## Die Aufgabe
Zitiere bitte aus dem Lesetext über Rahners Theologie wortgetreu alles von „Ist also (n.R.“ bis hinunter zu „sähe das aus?“.

## Lesetext
• • •
Ralf hat geschrieben:Hmmm. Das ist mir zuwenig Deutsch.

Ist also (n.R. - nach Rahner ;) ) persönliche Erfahrung der Prüfstein für dogmatische Formulierungen (das wäre neu und widerspräche dem Offenbarungsbegriff des Christlichen) oder manifestieren sich allgemeine dogmatische Forumlierungen konkret im Leben des Einzelnen (das wäre nichts neues)? Oder was dazwischen? Wie sähe das aus?
Nein, Rahner geht es einfach darum, den Bezug des Dogmas zur aktuellen Existenz aufzuzeigen. Er unterstreicht den hermeneutischen Anspruch der Theologie. Es gibt keine Aussage über Gottes Offenbarung die keine Aussage über den heutigen Menschen implizieren würde. Rahner unterstreicht die hermeneutische Funktion der Theologie. Und da impliziert eine Annäherung von Fundamentaltheologie und Dogmatik. Es impliziert die Notwendigkeit einer Neudefinierung der Fundamentaltheologie: Fundamentaltheologie als kritische und hermeneutische Funktion der Theologie. Natürlich gibt es die Gefahr des Antropozentrismus. Deshalb danach noch die Entwürfe von Metz und Balthasar. Metz kritisiert, dass Rahner das Primat der abstrakten, individualisierten, privatisierten Subjektivität gibt, und den Menschen nicht genug als historisches und politisches Wesen sieht. Von Balthasar fürchtet, dass der Mensch das Mass des Wortes Gottes wird. Die Gefahr ist da, ohne Zweifel. Deshalb plädiere ich ja auch dafür, Rahner nicht absolut zu setzen, sondern ihn zusammen mit von Balthasar und Metz zu betrachten. Alle drei Bewegungen - Rahner, Metz und Balthasar - sind begrenzt. Hierbei handelt es sich jedoch um drei grosse Theologen, die ihre Position differenzieren und nuancieren konnten und denen es gelang, sich nicht des Reduktionismus beschuldigen zu lassen.
• • •
## Übungsdaten

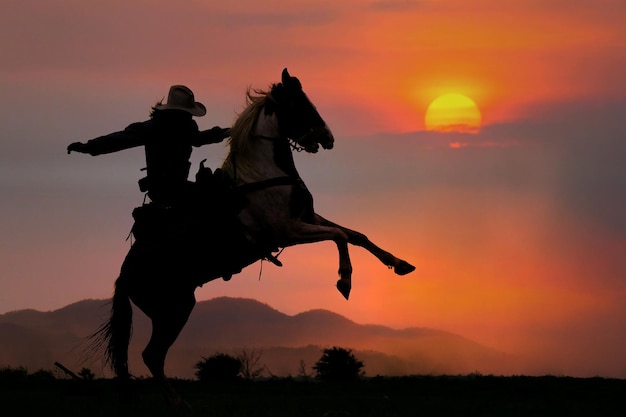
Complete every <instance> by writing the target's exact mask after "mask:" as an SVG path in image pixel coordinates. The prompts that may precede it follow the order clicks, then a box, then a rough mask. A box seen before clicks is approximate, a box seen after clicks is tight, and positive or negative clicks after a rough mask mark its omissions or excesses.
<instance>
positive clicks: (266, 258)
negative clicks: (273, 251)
• • •
## Lösung der Übung
Ist also (n.R. - nach Rahner ;) ) persönliche Erfahrung der Prüfstein für dogmatische Formulierungen (das wäre neu und widerspräche dem Offenbarungsbegriff des Christlichen) oder manifestieren sich allgemeine dogmatische Forumlierungen konkret im Leben des Einzelnen (das wäre nichts neues)? Oder was dazwischen? Wie sähe das aus?